Directive:
Reproduce every one of the records below verbatim, leaving each line unchanged.

Data:
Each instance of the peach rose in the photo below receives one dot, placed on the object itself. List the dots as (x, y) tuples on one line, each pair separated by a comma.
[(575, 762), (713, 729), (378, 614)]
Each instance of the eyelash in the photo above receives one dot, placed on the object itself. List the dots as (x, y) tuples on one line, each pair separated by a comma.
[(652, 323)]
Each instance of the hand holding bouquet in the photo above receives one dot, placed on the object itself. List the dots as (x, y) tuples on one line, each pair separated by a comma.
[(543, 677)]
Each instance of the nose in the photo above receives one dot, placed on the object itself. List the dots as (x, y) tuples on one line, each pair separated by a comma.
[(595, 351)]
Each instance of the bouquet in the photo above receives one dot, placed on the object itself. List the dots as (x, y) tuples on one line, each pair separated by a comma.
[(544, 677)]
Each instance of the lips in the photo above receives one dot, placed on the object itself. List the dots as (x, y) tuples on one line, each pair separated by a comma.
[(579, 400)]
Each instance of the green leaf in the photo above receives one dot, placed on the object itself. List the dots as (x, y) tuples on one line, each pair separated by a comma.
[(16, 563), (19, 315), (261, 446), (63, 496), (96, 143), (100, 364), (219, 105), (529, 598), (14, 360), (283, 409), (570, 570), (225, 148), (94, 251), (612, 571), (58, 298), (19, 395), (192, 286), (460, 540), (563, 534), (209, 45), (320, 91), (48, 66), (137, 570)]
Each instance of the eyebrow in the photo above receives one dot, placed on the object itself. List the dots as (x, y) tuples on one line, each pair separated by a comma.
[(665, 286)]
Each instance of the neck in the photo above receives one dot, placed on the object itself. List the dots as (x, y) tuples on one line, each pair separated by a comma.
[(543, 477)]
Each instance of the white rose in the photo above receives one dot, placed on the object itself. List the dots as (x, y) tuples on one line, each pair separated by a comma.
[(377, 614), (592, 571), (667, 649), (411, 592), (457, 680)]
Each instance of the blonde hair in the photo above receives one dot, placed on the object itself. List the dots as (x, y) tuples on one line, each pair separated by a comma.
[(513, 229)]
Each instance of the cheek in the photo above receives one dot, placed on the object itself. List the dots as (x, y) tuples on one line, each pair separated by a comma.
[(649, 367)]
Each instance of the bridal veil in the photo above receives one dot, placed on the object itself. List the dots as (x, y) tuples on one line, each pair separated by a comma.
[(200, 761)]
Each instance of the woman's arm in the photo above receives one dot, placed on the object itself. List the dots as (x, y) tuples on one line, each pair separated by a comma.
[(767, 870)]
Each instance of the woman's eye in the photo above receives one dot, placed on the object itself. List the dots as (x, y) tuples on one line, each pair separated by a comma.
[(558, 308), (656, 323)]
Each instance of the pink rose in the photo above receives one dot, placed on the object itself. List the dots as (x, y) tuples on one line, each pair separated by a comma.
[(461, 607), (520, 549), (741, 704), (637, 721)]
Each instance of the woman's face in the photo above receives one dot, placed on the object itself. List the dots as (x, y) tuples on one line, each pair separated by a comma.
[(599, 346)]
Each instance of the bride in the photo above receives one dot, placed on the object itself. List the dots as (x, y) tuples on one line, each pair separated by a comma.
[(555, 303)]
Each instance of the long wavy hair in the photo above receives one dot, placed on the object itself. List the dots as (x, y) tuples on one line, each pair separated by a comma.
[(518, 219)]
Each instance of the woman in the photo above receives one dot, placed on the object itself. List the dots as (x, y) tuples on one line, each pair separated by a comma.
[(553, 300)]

Complete output:
Each instance of the peach rose in the photo below receives one dot, placed on the object itself. List the dots as (x, y) tuples on one line, each pair separated by a comma.
[(575, 762), (713, 729), (378, 614)]
Each instance of the eyelash in the photo above receives one dot, placed on the object itself. List the dots as (x, y) tuples on one line, each pair separated by a comma.
[(652, 323)]
Each instance of the hand holding bouquet in the photo above receives one dot, placed on the object itself. List the dots as (x, y) tuples on one line, each pair separated by a comma.
[(543, 677)]
Each instance of the nose in the photo above receives one dot, placed on the object itself. List the dots as (x, y) tuples on one line, each pair separated by a comma.
[(595, 351)]
Each instance of the bouquet in the photo above receives one dot, placed on the object itself. List the dots as (x, y) tuples on one line, each pair separated by a comma.
[(544, 677)]
Each instance of the lips in the photo above receives one dot, placed on the object itself. List the dots as (x, y) tuples on one line, each pair separated by a comma.
[(579, 400)]
Each instance of the green leaf in the photo above receives one dot, placed on the object itself. List the dots as (x, y) tuples on one line, each pair separated by a comma.
[(16, 563), (19, 315), (261, 446), (63, 496), (96, 143), (100, 364), (219, 105), (529, 598), (14, 360), (283, 409), (570, 570), (225, 148), (94, 251), (612, 571), (58, 298), (19, 395), (192, 286), (460, 540), (563, 534), (209, 45), (320, 91), (48, 66), (137, 570)]
Each instance of the eyebrow in the photo above receives one dot, placed on the object itself. List the dots as (x, y) tuples on one line, each pair separated by a comma.
[(665, 286)]
Each instance of the neck in the photo above receives one dot, placed on the object itself. List the dots as (x, y) tuples on one line, each pair separated by a comma.
[(543, 477)]
Each instance of the white rose in the photo above receives one dot, placed on the object itself. List the dots as (x, y) tuples on one line, each pair separated by a comma.
[(377, 614), (592, 571), (667, 649), (411, 592), (457, 680)]
Each instance of the blonde hair in the photo above receives one dot, placed on the object itself. List the dots as (x, y) tuples on one line, each pair separated by a comma.
[(513, 229)]
Each instance of the cheek in the photo above receives one dot, placed on the object itself. List the dots as (x, y) tuples on one line, each pair separated by a comma.
[(649, 367)]
Each instance of the bridal veil in the photo above receives one dot, placed on the object itself. List the dots as (x, y) tuples on one line, each pair separated by a comma.
[(200, 761)]
Each instance of the woman's arm in the photo above receives one dot, placed on the object itself. List the dots as (x, y) tuples on one line, each pair separated by a comma.
[(767, 870)]
Each instance of the woman's eye in the photo above receives one dot, placed on the object itself. List the dots as (x, y) tuples on one line, each pair separated by a comma.
[(558, 308), (656, 323)]
Each instance of the pink rose in the photo above receives one dot, placed on the object itself. List the dots as (x, y) tuples on one line, each pair separated by a comma.
[(461, 607), (520, 549), (741, 704), (637, 721)]
Each instance of the woman's face in the photo above receives one dot, placed on the object itself. List the dots as (x, y) tuples on one line, each pair separated by a comma.
[(599, 346)]
Each instance of the bride in the photo above receives one dot, placed on the object itself. List the dots as (x, y) tuples on one line, each pair separated by a comma.
[(555, 303)]
Each instance of the long wavy hair in the photo above receives one dot, placed on the object itself. List the dots as (x, y) tuples on one line, each pair separated by a comma.
[(518, 219)]
Each instance of the woman in the photo above receives one dot, placed on the object itself. List the dots as (x, y) tuples on one line, each pair separated by a comma.
[(553, 300)]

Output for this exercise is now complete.